# Directions
Find the line containing "Q: Pick out each instance of the ceiling", then output it and every line after it through the end of the listing below, exactly as written.

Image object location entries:
□ □ □

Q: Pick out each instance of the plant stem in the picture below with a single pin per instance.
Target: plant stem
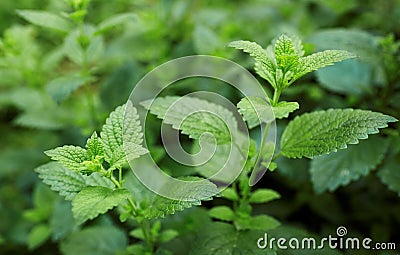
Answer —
(275, 99)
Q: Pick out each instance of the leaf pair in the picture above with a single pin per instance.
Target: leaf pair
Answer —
(108, 146)
(283, 63)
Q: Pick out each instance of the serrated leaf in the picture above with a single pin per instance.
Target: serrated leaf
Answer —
(255, 51)
(70, 156)
(97, 240)
(322, 132)
(390, 175)
(320, 59)
(114, 21)
(92, 201)
(194, 116)
(328, 172)
(94, 146)
(282, 109)
(62, 87)
(263, 196)
(61, 179)
(255, 110)
(67, 182)
(284, 52)
(230, 193)
(222, 213)
(122, 125)
(45, 19)
(223, 239)
(155, 206)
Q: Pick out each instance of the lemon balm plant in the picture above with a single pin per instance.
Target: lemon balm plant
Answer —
(94, 180)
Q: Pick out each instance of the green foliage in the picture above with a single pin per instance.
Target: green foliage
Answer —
(194, 117)
(322, 132)
(328, 172)
(283, 63)
(92, 201)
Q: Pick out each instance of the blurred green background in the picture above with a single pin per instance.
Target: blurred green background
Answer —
(37, 113)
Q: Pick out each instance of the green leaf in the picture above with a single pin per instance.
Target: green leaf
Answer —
(97, 240)
(222, 213)
(67, 182)
(328, 172)
(114, 21)
(113, 134)
(70, 156)
(320, 59)
(223, 239)
(45, 19)
(61, 179)
(322, 132)
(137, 233)
(255, 110)
(284, 52)
(62, 87)
(390, 175)
(282, 109)
(38, 235)
(263, 222)
(230, 193)
(263, 196)
(257, 52)
(194, 116)
(92, 201)
(94, 146)
(167, 235)
(155, 206)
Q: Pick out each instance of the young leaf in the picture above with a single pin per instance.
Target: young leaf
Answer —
(67, 182)
(94, 146)
(322, 132)
(70, 156)
(113, 133)
(156, 206)
(38, 235)
(167, 235)
(105, 240)
(285, 55)
(282, 109)
(221, 238)
(255, 110)
(194, 116)
(62, 87)
(222, 213)
(330, 171)
(320, 59)
(45, 19)
(92, 201)
(263, 196)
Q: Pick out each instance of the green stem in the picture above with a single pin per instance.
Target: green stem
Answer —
(275, 99)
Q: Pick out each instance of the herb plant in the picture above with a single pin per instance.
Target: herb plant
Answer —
(93, 178)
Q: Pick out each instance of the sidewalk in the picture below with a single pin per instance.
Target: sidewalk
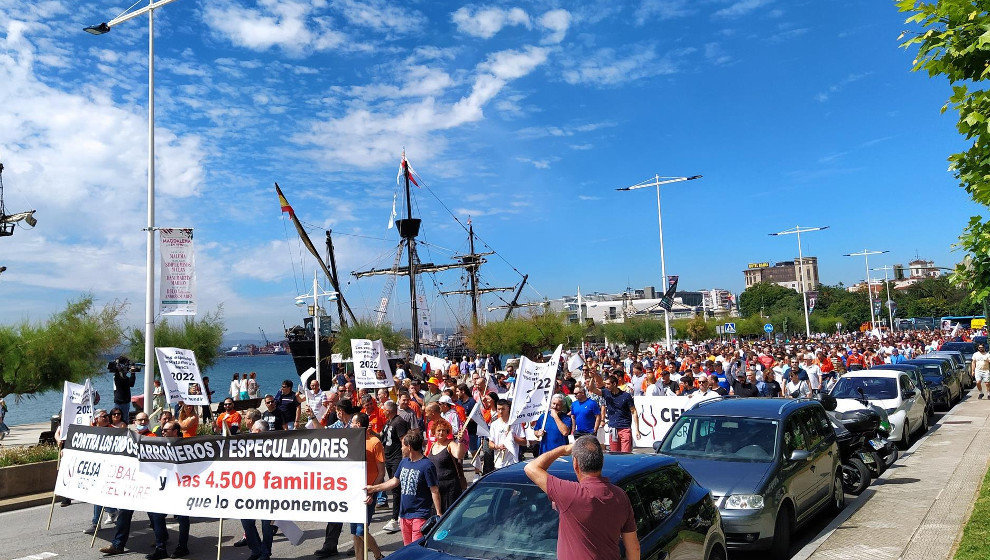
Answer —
(917, 510)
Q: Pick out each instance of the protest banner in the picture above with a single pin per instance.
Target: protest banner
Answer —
(656, 416)
(77, 406)
(286, 475)
(371, 369)
(178, 278)
(533, 387)
(180, 376)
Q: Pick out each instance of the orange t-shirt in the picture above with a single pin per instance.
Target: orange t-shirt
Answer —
(374, 454)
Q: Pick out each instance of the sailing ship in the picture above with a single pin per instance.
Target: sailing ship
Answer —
(302, 339)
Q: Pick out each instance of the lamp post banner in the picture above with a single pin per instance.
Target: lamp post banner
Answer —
(299, 475)
(180, 375)
(178, 277)
(371, 369)
(656, 416)
(77, 406)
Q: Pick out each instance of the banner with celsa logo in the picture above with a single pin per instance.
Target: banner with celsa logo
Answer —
(178, 279)
(299, 475)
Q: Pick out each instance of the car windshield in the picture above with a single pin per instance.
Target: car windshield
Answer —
(750, 440)
(874, 388)
(500, 521)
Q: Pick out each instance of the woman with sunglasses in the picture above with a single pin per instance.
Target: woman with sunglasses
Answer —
(229, 417)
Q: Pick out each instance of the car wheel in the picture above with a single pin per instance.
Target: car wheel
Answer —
(905, 442)
(838, 493)
(781, 546)
(855, 476)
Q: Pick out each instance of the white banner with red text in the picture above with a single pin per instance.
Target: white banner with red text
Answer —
(300, 475)
(656, 416)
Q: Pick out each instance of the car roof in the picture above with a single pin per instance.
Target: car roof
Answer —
(874, 373)
(899, 367)
(749, 407)
(617, 467)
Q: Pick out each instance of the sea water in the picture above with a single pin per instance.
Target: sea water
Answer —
(271, 370)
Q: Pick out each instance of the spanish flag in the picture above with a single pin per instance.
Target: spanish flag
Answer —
(284, 203)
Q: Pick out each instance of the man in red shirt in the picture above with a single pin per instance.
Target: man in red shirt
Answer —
(594, 513)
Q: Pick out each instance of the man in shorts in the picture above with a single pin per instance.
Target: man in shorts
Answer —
(981, 369)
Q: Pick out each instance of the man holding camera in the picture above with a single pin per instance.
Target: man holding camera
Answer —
(124, 376)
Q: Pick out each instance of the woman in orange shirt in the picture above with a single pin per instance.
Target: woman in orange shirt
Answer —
(188, 420)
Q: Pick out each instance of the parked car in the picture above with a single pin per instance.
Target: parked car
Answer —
(959, 363)
(942, 379)
(505, 516)
(771, 464)
(914, 372)
(967, 348)
(892, 391)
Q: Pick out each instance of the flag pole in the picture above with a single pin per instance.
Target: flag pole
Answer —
(97, 530)
(219, 538)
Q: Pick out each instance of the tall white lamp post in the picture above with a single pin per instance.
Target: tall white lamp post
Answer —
(798, 230)
(315, 297)
(869, 290)
(656, 181)
(149, 311)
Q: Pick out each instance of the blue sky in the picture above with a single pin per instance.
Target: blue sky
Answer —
(523, 115)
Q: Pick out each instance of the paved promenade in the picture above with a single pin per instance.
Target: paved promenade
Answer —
(916, 511)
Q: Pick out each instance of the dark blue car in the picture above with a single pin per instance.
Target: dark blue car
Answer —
(505, 516)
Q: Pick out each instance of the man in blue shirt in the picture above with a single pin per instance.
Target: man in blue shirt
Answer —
(586, 413)
(555, 425)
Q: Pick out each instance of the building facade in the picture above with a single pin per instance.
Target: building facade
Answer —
(786, 273)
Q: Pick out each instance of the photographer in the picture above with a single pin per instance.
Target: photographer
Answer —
(124, 376)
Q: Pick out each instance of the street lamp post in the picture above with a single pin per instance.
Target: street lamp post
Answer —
(149, 311)
(798, 230)
(890, 312)
(869, 291)
(656, 181)
(303, 300)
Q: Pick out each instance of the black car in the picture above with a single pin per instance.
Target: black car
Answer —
(505, 516)
(942, 380)
(771, 464)
(917, 377)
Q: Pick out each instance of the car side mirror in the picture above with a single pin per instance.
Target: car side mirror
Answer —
(430, 524)
(799, 455)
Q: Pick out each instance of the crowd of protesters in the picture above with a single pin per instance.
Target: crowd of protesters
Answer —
(419, 436)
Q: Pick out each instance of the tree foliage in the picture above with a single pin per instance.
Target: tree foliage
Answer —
(527, 336)
(955, 43)
(203, 336)
(391, 339)
(635, 331)
(69, 346)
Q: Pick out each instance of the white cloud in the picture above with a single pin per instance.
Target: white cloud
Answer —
(741, 8)
(380, 15)
(556, 22)
(288, 24)
(662, 10)
(366, 137)
(605, 67)
(486, 22)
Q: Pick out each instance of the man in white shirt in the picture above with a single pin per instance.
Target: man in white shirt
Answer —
(981, 368)
(814, 373)
(505, 439)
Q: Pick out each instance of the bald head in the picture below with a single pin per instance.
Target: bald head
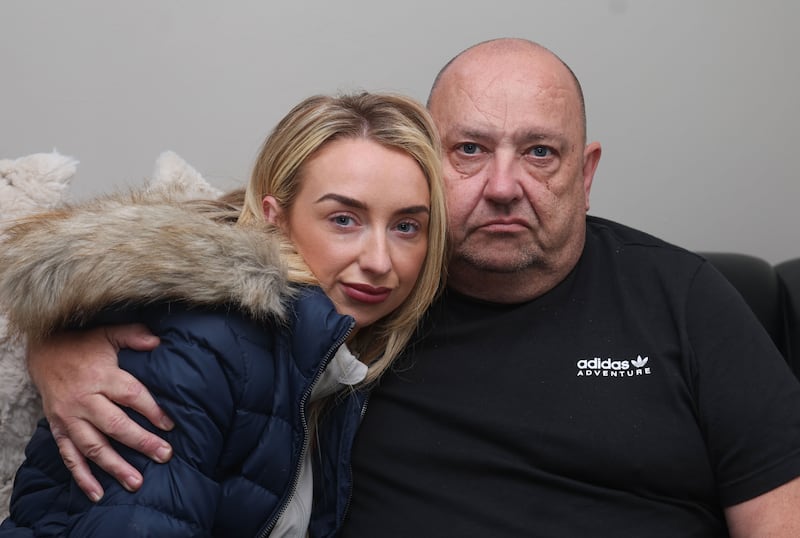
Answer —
(494, 59)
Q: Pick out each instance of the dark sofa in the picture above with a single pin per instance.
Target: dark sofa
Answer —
(772, 291)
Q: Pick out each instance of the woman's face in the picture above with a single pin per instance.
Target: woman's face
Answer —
(360, 221)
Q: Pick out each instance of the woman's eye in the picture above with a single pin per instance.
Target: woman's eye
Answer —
(408, 227)
(342, 220)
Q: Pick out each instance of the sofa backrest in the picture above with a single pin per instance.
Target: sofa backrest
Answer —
(773, 293)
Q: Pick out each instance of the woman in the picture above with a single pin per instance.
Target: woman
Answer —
(260, 323)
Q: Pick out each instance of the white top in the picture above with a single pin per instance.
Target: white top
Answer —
(344, 369)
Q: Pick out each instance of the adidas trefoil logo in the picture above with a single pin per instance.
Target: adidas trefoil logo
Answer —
(597, 367)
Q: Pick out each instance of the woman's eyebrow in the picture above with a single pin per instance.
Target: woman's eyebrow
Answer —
(352, 202)
(345, 200)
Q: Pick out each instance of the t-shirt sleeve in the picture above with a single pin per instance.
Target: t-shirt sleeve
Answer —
(748, 399)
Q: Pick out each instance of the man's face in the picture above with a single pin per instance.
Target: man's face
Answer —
(513, 140)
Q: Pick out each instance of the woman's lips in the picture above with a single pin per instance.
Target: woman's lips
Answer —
(366, 294)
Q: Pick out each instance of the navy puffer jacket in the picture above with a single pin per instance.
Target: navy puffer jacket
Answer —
(236, 389)
(234, 369)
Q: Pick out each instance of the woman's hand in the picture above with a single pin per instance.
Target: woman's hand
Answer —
(82, 388)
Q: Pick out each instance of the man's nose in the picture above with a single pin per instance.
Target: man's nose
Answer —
(503, 181)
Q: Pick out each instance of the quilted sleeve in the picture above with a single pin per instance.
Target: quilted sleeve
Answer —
(196, 380)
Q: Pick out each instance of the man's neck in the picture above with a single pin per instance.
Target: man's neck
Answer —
(510, 287)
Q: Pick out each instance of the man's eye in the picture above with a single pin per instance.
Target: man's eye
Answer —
(540, 151)
(469, 148)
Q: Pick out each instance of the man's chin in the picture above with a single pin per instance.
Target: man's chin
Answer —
(495, 260)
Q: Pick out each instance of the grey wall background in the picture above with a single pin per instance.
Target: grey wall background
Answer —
(694, 101)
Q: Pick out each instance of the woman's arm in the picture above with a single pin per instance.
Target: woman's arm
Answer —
(82, 388)
(177, 498)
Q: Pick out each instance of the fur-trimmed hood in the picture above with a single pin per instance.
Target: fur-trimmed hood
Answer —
(62, 267)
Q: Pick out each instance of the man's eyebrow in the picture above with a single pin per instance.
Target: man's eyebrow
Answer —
(352, 202)
(531, 135)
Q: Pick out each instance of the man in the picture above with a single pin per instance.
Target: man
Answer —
(578, 378)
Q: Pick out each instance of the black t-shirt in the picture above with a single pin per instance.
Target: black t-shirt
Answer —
(637, 398)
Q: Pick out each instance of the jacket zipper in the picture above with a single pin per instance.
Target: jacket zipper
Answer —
(325, 360)
(350, 464)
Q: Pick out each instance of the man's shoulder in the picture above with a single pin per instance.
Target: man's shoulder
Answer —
(632, 241)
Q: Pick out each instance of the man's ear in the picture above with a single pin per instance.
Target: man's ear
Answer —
(591, 158)
(272, 211)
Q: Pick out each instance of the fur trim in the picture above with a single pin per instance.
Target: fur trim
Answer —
(27, 184)
(62, 267)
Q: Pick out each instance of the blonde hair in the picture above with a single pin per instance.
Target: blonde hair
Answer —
(394, 122)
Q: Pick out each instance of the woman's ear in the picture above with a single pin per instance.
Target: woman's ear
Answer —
(272, 211)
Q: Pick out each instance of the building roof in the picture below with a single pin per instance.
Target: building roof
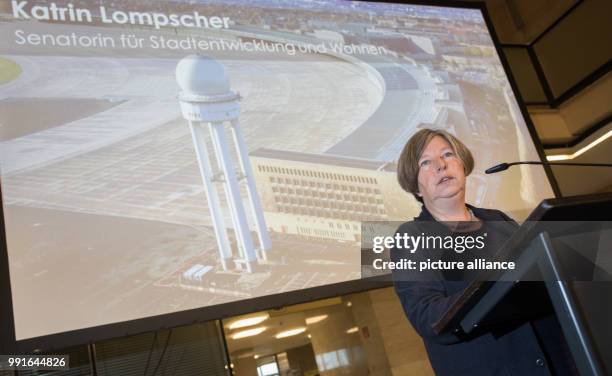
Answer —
(321, 159)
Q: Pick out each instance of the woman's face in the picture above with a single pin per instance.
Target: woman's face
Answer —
(441, 172)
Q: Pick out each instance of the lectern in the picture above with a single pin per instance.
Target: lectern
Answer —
(567, 244)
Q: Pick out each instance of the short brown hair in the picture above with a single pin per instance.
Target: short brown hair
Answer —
(408, 163)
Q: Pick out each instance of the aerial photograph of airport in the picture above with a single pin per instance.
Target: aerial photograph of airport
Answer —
(163, 156)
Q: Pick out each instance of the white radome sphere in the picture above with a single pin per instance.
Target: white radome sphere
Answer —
(201, 75)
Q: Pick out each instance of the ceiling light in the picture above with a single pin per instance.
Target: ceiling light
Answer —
(248, 321)
(291, 332)
(315, 319)
(564, 157)
(248, 332)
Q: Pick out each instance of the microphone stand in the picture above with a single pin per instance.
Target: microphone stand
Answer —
(505, 166)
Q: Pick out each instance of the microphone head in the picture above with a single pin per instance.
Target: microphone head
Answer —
(497, 168)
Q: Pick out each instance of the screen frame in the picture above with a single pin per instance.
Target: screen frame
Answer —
(9, 344)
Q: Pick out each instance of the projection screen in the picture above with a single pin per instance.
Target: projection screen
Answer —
(158, 156)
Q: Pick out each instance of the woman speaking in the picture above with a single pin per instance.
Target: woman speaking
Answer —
(433, 166)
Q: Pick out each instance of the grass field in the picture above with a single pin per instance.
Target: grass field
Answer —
(9, 70)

□ □ □

# Result for this task
Q: Pick out each instance of the ceiling light in the picture above with a single pin per instance.
Target: ceiling light
Answer —
(248, 321)
(291, 332)
(315, 319)
(564, 157)
(248, 332)
Q: Pick out each instance of the microphone stand in the picture above with a single pin per instance.
Target: microphone stand
Answer —
(505, 166)
Q: Pick out each instance of the microphone head in the picture above with a single pin per instance.
Target: microphone head
Answer —
(497, 168)
Q: Pick out each instance of the screen frame in the picture above with a single pin per instance.
Target: screen frame
Answer —
(9, 344)
Q: Pick out each instance of the projection screen in the picture above with a single pin per instance.
Target: projection screen
Answer —
(158, 156)
Q: Pick out each instance of the woman speaking in the picture above with a single pin per instance.
Target: woman speaking
Answer —
(433, 166)
Q: Pick out each instance of the grass field in the picture above with a single pin per instance.
Target: grass field
Answer —
(9, 70)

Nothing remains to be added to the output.